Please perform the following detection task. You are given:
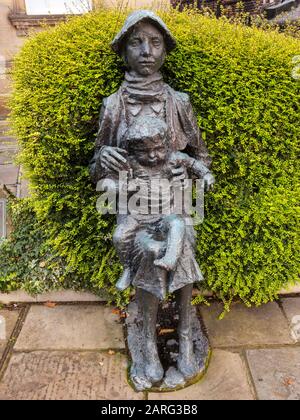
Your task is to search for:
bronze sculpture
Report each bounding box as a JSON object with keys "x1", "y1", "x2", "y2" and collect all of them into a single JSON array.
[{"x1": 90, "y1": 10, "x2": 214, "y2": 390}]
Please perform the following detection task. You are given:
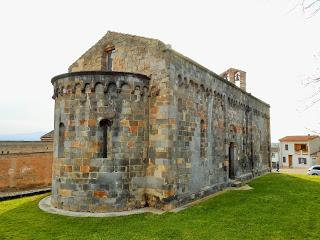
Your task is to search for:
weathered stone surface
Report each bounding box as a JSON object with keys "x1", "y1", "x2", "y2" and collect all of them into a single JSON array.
· · · ·
[Short exercise]: Rewrite all of the data above, replacing "detection task" with "localization task" everywhere and changing nothing else. Leave the pictures out.

[Solution]:
Please perform the following localization task. You are given:
Your task is to search for:
bronze sculpture
Report each bounding box as a JSON object with keys "x1", "y1", "x2", "y2" and collect all of them into a single JSON array.
[{"x1": 90, "y1": 10, "x2": 214, "y2": 390}]
Please perform the following localization task. You are given:
Your task is to search for:
weathered stone surface
Report each bounding box as a JSON object with keys "x1", "y1", "x2", "y2" and collect all of them into a single JSON array.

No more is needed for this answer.